→ Job
Count the lines in the rows below that contain the word "cloud", and give only that number.

• • • • •

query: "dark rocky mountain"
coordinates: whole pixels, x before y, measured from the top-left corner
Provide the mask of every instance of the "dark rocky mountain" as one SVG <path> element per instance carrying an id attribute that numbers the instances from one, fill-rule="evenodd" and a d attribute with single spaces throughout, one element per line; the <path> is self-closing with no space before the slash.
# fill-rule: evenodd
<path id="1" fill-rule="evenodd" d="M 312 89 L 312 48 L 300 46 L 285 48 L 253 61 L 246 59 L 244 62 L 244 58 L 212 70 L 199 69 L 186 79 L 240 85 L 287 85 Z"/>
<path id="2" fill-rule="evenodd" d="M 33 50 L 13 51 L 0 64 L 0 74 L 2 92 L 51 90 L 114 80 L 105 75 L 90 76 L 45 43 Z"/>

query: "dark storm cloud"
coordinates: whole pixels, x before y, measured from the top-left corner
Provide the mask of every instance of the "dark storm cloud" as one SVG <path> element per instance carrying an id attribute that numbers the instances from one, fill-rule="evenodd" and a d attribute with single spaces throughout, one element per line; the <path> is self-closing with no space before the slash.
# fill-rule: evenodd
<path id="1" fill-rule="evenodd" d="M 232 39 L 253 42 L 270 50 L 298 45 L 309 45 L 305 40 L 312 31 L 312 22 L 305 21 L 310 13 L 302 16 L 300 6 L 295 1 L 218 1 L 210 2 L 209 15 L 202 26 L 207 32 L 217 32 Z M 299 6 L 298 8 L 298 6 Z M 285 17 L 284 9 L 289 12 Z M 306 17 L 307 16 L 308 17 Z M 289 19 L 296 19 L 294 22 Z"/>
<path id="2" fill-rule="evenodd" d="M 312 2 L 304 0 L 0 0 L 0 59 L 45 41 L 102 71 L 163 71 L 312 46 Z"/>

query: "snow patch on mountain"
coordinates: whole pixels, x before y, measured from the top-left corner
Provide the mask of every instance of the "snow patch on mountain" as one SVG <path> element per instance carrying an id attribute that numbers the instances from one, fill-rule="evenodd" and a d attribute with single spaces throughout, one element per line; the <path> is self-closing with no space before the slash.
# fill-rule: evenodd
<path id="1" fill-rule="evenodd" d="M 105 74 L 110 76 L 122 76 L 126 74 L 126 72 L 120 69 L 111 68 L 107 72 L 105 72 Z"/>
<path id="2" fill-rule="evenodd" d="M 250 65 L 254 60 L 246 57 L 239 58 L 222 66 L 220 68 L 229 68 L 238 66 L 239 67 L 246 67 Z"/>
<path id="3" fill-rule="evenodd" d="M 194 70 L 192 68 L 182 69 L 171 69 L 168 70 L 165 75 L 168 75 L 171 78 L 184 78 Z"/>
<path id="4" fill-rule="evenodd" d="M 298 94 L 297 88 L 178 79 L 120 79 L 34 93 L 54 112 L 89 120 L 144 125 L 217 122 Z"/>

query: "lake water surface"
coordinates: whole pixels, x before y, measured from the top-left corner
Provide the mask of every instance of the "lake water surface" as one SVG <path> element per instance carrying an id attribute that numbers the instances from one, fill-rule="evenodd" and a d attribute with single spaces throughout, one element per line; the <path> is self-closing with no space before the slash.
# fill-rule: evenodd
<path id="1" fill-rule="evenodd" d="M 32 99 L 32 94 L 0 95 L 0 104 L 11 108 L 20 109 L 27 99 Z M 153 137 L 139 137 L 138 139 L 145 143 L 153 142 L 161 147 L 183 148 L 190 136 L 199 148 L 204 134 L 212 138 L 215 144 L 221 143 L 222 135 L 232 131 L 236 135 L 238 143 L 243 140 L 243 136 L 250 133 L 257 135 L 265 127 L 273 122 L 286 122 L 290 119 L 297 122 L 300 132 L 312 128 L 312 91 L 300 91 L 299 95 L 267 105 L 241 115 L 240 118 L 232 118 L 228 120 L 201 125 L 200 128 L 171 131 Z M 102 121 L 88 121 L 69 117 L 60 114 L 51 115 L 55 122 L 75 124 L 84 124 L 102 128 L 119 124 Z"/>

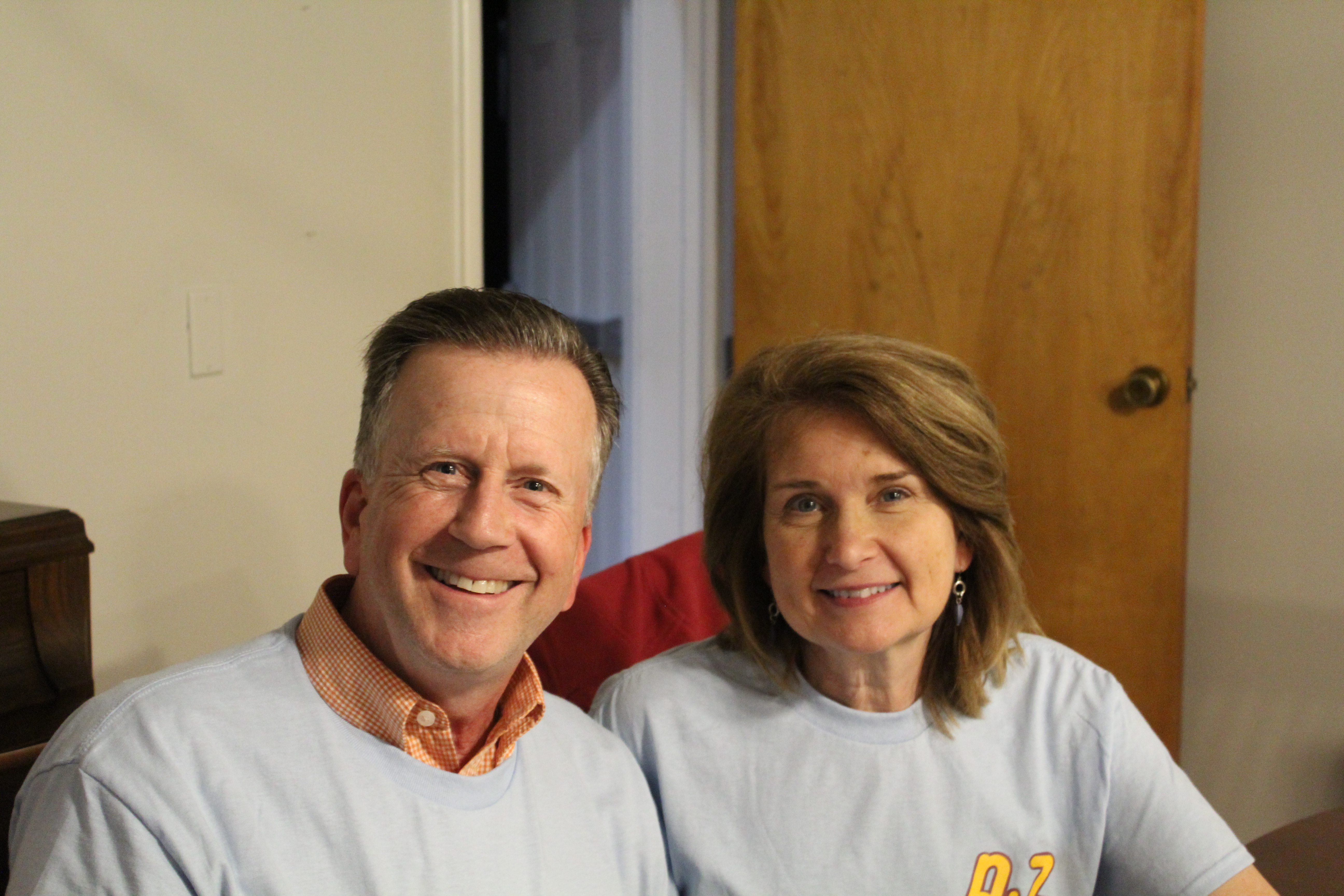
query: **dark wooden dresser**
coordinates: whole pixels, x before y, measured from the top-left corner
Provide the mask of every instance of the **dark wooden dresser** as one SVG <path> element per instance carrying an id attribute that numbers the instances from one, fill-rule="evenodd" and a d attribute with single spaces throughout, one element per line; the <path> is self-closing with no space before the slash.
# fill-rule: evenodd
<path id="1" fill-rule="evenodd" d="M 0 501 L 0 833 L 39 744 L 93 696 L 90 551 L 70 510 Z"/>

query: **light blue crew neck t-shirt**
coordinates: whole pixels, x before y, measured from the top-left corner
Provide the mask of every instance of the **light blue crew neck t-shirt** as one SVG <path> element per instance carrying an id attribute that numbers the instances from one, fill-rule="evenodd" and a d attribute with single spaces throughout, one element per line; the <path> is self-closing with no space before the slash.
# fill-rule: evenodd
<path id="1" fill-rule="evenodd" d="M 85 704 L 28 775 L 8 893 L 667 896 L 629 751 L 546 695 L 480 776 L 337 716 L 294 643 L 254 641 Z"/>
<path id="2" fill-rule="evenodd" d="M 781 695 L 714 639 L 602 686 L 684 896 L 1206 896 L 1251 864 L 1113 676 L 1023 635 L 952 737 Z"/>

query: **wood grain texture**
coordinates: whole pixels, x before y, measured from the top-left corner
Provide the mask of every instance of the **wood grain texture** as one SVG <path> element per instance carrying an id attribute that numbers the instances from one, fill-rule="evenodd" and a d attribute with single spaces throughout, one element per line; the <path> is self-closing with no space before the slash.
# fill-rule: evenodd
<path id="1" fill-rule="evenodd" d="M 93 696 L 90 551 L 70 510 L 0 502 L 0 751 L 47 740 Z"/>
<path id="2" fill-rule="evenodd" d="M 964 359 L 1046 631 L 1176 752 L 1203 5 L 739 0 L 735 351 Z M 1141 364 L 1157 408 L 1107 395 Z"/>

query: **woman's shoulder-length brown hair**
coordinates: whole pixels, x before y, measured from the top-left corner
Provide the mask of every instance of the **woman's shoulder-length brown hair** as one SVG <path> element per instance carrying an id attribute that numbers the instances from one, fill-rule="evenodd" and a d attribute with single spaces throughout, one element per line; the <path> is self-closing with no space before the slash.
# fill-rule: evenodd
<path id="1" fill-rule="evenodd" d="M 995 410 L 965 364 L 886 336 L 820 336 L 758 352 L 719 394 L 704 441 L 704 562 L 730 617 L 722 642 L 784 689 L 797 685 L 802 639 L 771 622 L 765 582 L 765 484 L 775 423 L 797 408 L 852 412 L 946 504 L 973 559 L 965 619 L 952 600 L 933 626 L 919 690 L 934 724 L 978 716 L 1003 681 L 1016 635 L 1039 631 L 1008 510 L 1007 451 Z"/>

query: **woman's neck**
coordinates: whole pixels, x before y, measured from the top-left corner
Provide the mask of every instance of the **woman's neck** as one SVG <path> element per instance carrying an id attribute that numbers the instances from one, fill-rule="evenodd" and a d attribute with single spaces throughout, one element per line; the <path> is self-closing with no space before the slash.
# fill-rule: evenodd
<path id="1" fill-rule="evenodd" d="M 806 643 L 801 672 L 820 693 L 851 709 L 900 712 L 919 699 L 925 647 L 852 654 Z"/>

• • • • •

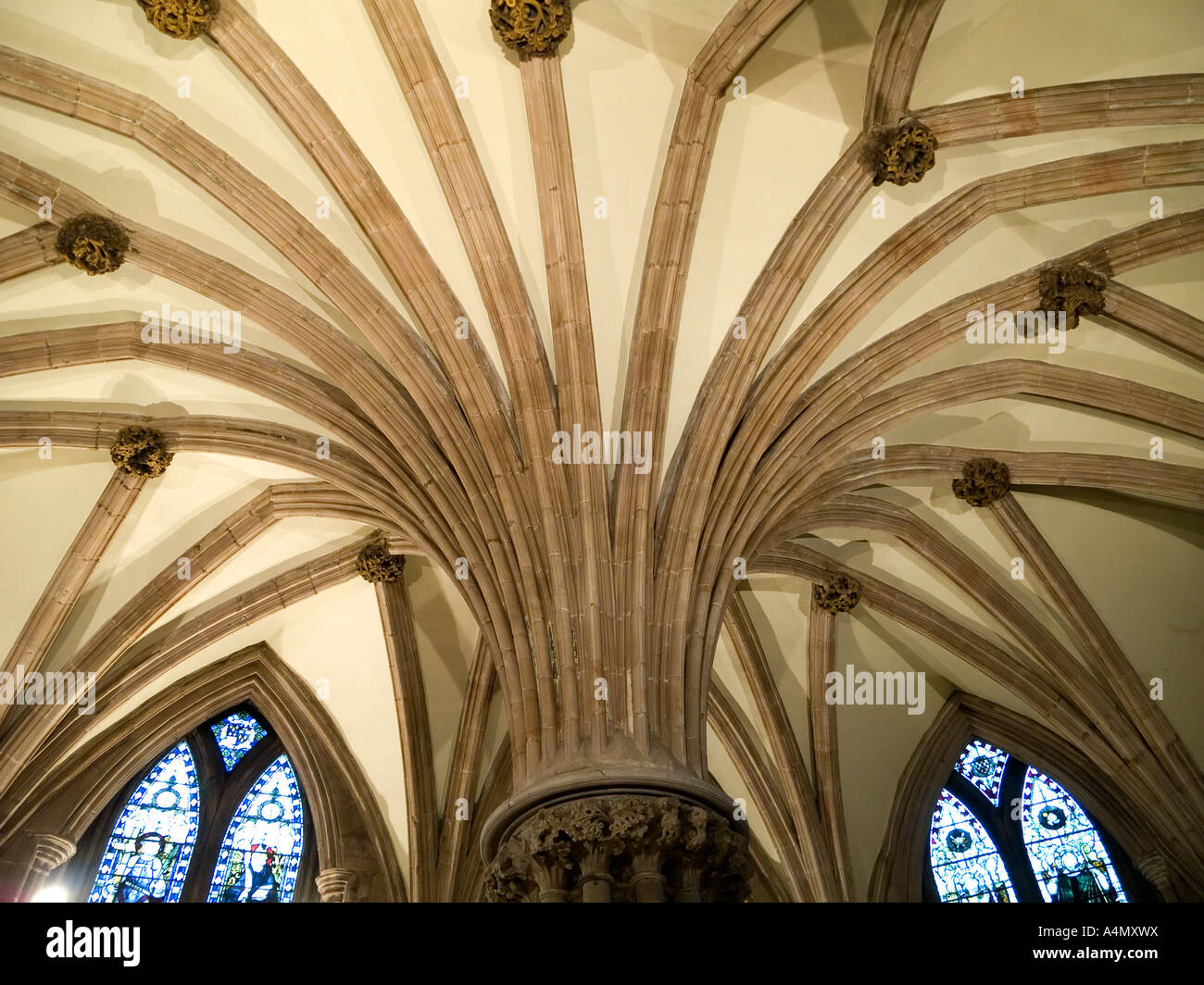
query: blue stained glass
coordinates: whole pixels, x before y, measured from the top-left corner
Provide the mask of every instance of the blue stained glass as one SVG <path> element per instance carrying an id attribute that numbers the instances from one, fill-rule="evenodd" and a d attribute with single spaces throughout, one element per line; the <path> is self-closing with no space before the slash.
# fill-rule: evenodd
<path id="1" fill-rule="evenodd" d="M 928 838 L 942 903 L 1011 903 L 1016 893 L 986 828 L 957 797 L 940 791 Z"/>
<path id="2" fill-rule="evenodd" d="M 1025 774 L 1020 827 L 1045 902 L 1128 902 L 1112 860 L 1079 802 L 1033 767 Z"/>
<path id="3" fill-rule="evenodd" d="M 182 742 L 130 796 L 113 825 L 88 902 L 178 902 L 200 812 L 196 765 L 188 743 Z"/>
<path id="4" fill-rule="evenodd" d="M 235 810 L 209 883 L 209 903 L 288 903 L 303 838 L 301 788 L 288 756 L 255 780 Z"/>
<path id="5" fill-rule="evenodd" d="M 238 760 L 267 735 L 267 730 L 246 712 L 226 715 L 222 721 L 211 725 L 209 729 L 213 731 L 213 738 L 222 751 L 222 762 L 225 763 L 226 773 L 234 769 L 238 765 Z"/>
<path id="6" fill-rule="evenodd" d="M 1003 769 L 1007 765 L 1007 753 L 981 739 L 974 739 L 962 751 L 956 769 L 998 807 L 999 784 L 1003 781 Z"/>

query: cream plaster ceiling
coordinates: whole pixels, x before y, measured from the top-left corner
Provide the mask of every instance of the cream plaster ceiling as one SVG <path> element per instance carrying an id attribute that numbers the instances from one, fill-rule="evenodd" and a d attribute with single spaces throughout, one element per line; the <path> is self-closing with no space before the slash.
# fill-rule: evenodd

• • • • •

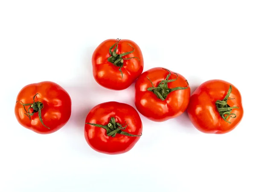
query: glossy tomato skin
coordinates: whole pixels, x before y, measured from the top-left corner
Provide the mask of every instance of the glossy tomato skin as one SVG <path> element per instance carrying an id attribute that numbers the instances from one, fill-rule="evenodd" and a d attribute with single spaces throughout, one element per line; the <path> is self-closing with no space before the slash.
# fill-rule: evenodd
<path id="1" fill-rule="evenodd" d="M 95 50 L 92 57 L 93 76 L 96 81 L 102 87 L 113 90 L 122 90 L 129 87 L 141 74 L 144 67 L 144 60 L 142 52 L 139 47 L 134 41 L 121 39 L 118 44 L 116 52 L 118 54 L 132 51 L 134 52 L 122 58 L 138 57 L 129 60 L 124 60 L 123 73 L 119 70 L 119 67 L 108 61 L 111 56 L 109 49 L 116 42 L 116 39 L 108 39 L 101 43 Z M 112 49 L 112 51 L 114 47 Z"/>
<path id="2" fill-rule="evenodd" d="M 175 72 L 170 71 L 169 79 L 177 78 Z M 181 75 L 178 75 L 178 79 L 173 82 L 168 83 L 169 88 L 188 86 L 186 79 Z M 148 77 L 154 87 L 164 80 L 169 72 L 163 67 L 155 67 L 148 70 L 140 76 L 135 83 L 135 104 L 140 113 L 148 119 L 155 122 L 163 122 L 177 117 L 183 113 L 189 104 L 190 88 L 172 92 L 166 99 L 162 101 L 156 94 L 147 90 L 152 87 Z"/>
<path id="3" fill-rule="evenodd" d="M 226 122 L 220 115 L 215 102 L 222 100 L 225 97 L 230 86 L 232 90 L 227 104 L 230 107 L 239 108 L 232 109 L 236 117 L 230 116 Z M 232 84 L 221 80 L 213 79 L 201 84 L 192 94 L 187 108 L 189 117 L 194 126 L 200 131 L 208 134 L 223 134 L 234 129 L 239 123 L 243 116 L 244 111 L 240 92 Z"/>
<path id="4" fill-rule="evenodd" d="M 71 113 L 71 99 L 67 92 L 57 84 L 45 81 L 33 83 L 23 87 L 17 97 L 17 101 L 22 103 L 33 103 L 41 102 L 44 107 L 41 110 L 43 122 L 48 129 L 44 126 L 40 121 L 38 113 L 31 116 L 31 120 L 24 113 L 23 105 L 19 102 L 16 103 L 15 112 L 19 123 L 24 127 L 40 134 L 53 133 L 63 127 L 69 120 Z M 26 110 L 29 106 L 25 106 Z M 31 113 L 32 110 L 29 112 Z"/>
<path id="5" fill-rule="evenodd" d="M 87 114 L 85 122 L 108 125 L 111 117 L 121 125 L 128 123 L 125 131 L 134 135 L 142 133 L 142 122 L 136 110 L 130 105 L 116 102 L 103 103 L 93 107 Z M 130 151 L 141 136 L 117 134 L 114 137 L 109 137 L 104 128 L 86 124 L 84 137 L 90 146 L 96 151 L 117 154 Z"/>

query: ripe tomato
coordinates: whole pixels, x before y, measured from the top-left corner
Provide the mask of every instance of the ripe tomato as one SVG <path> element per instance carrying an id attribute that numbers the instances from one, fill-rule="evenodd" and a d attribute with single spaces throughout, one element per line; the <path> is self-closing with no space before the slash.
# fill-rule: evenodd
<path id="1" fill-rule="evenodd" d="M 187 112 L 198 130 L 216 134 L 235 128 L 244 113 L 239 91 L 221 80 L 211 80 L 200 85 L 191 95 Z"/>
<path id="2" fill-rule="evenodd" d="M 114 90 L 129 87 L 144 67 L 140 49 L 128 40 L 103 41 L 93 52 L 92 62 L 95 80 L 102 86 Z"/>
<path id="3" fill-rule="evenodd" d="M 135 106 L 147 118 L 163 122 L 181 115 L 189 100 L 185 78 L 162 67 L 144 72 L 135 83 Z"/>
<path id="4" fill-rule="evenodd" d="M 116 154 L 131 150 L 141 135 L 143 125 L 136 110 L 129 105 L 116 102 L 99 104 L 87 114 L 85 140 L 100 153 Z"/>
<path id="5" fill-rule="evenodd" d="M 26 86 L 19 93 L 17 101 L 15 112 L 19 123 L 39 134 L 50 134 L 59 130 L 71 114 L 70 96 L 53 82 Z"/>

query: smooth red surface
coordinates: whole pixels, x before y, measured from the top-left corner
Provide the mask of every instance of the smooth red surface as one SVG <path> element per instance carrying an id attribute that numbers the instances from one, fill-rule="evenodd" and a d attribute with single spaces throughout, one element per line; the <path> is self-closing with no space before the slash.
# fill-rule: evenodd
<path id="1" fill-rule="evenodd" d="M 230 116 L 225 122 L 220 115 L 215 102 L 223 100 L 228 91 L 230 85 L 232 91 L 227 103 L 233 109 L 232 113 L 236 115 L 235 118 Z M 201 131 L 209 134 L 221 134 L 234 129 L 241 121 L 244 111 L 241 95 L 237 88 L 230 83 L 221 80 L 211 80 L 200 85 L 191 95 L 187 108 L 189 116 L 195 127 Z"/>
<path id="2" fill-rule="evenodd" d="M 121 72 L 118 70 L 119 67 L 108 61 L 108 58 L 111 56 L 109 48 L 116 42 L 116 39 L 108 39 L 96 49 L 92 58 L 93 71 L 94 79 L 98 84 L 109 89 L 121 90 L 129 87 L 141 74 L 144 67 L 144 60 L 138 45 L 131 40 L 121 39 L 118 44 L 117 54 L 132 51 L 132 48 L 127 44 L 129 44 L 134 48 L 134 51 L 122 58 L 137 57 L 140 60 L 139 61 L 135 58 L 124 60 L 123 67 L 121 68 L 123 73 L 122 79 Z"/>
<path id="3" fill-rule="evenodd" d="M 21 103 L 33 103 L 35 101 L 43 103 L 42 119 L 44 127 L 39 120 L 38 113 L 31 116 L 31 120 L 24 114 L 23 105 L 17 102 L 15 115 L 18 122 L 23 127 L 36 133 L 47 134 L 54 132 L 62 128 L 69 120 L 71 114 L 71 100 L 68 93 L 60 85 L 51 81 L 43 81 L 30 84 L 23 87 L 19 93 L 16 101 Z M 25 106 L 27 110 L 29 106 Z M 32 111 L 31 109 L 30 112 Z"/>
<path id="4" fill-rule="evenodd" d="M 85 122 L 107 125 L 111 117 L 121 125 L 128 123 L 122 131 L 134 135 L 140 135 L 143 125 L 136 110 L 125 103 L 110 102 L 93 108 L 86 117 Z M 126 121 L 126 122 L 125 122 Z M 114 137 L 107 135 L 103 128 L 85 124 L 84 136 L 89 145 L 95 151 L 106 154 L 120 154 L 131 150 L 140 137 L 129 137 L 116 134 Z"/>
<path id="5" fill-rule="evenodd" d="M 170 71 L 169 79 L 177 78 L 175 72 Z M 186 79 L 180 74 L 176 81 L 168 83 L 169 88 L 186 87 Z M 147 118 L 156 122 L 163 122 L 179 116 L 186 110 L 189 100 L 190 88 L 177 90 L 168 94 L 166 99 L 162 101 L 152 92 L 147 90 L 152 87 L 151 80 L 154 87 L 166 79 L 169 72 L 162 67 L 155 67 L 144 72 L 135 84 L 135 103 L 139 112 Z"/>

• • • • •

→ Answer below
2